— BEGIN Exercise input —

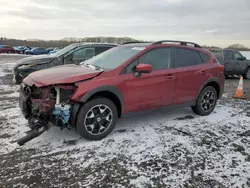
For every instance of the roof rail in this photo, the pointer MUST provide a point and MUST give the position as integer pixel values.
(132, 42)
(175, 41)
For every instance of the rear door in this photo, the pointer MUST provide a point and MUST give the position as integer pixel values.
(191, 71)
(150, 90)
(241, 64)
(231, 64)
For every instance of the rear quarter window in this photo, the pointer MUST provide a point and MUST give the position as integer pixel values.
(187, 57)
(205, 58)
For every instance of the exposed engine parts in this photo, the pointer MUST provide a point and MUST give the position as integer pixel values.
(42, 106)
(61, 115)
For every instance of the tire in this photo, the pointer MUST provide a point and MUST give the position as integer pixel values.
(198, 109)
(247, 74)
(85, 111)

— END Exercise input —
— BEGIN Exercise input —

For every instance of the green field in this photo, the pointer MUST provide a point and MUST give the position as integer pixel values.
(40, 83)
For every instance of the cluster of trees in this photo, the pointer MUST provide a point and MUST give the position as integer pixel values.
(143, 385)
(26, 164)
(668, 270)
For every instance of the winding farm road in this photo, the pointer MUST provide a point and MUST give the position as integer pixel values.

— END Exercise input —

◆ **Problem to solve**
Update the data starting at the line that contains "For every instance of the green" and ending at the line that contains "For every instance of the winding" by changing "pointer" to "annotator" and leaving everything else the same. Give back only those lines.

◆ **Written solution**
For every instance of the green field in this photo, the annotator MUST provide a point and MUST give the position as integer pixel values.
(40, 83)
For every instance of the cluster of trees in this photo, the annotator MUST provide a point and MUST give the position as integer pixel values.
(143, 385)
(26, 164)
(668, 270)
For every instance of the winding farm road in this photo, the annotator MUST provide a point and MUST give the position as integer pixel values.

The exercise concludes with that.